▸ DIRECTIONS:
(a) Reproduce the passage of the legal aid directory text that begins at the words "NALSA Toll-Free Helpline" and ends after the words "is the product.".
(b) Pick up the legal aid directory text where it stops and continue writing it.

▸ TEXT PROVIDED:
################
Free legal aid is your right, not charity

Legal Aid Directory

Article 39A of the Constitution commands free legal aid. If you belong to a category under Section 12 of the Legal Services Authorities Act 1987, you are entitled to a free lawyer — the State pays. Find your legal aid office below.

NALSA Toll-Free Helpline — tap to call

15100

Where do you need help?

Pick your State and District to see your nearest legal aid office.

Spotted a wrong number or address? Report it — directory accuracy is the product.

Am I entitled to free legal aid?

You are entitled — not merely allowed to ask — if you fall in any category under Section 12 of the Legal Services Authorities Act, 1987:

Women & Children

Every woman and every child is entitled to free legal services, regardless of income.

Members of Scheduled Castes & Scheduled Tribes

Members of SC/ST communities are entitled regardless of income.
################
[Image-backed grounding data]
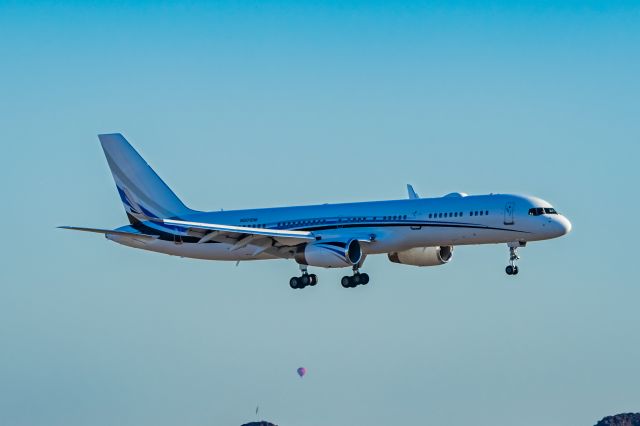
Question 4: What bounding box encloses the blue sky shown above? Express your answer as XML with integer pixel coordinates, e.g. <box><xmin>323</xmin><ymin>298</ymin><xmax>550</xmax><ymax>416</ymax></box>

<box><xmin>0</xmin><ymin>1</ymin><xmax>640</xmax><ymax>426</ymax></box>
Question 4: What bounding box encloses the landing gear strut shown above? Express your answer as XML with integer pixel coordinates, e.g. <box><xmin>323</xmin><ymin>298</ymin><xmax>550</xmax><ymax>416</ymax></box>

<box><xmin>289</xmin><ymin>265</ymin><xmax>318</xmax><ymax>289</ymax></box>
<box><xmin>505</xmin><ymin>242</ymin><xmax>526</xmax><ymax>275</ymax></box>
<box><xmin>340</xmin><ymin>265</ymin><xmax>369</xmax><ymax>288</ymax></box>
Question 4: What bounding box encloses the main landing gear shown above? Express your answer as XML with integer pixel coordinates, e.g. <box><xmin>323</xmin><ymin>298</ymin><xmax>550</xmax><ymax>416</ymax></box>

<box><xmin>340</xmin><ymin>266</ymin><xmax>369</xmax><ymax>288</ymax></box>
<box><xmin>289</xmin><ymin>265</ymin><xmax>318</xmax><ymax>289</ymax></box>
<box><xmin>505</xmin><ymin>241</ymin><xmax>527</xmax><ymax>275</ymax></box>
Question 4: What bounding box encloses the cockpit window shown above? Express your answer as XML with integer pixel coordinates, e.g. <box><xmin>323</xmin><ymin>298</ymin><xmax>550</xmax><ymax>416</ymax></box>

<box><xmin>529</xmin><ymin>207</ymin><xmax>558</xmax><ymax>216</ymax></box>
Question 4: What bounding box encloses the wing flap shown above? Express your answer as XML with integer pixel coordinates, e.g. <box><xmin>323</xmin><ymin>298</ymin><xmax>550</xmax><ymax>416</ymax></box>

<box><xmin>58</xmin><ymin>226</ymin><xmax>158</xmax><ymax>240</ymax></box>
<box><xmin>162</xmin><ymin>219</ymin><xmax>316</xmax><ymax>244</ymax></box>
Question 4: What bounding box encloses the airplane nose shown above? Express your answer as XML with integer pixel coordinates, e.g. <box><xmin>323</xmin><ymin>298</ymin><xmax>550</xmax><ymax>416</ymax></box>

<box><xmin>556</xmin><ymin>216</ymin><xmax>571</xmax><ymax>237</ymax></box>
################
▸ ANSWERS FOR THE EXERCISE:
(a)
NALSA Toll-Free Helpline — tap to call

15100

Where do you need help?

Pick your State and District to see your nearest legal aid office.

Spotted a wrong number or address? Report it — directory accuracy is the product.

(b)
Victims of Trafficking in Human Beings or Begar

Victims of human trafficking or forced labour (Article 23 of the Constitution).

Persons with Disability

Persons with disabilities as defined in the disability law.

Victims of Mass Disaster, Ethnic Violence, Caste Atrocity, Flood, Drought, Earthquake or Industrial Disaster

Persons under circumstances of undeserved want.

Industrial Workmen

Every industrial workman is entitled, regardless of income.

Persons in Custody

Persons in jails, protective homes, juvenile homes or psychiatric hospitals.

Persons with Income Below the State Ceiling

Any person whose annual income is below the ceiling notified by their State Government (₹5,00,000 for Supreme Court cases; most States: ₹1–3 lakh — your DLSA will tell you your State's limit).

Unsure? Apply anyway — the DLSA decides eligibility, and the application is free.

How to Apply — three ways, all free

1

Walk in

Visit your DLSA office (usually inside the District Court complex) and ask for the free legal aid application form. No lawyer needed to apply.

2

Call 15100

The free NALSA helpline guides you in your language and can register your request.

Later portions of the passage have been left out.